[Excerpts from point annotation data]
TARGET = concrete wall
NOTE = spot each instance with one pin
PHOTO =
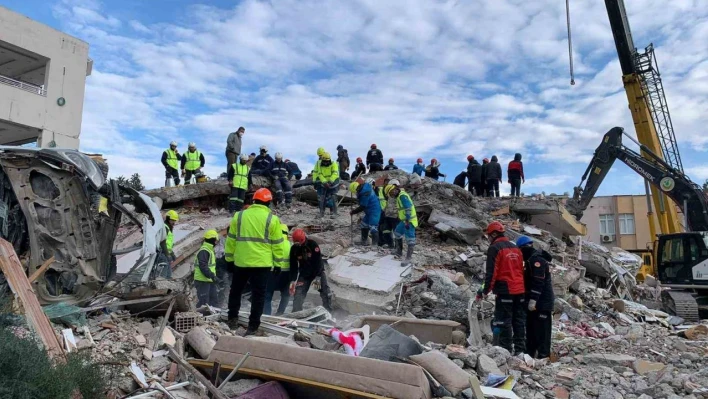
(66, 77)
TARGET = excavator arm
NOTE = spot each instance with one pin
(687, 195)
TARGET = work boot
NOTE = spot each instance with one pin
(409, 254)
(399, 247)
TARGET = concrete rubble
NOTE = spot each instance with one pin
(608, 341)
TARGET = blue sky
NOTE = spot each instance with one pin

> _STATED GOAL_:
Can you recast all of the items above as a numbered list, skipping blank lines and leaving the pictures out?

> _TASK RESPONSE_:
1. TARGET = concrete wall
2. NOTE = spot each instance with one pin
3. PHOTO =
4. (66, 77)
5. TARGET = excavator arm
6. NOTE = spot each instance with one pin
7. (687, 195)
8. TARGET = work boot
9. NOTE = spot each instance with one pin
10. (409, 254)
11. (399, 247)
12. TARGET = concrete rubble
13. NOTE = spot each instance with one pin
14. (608, 341)
15. TARGET = blue sky
16. NOTE = spot each instance with one pin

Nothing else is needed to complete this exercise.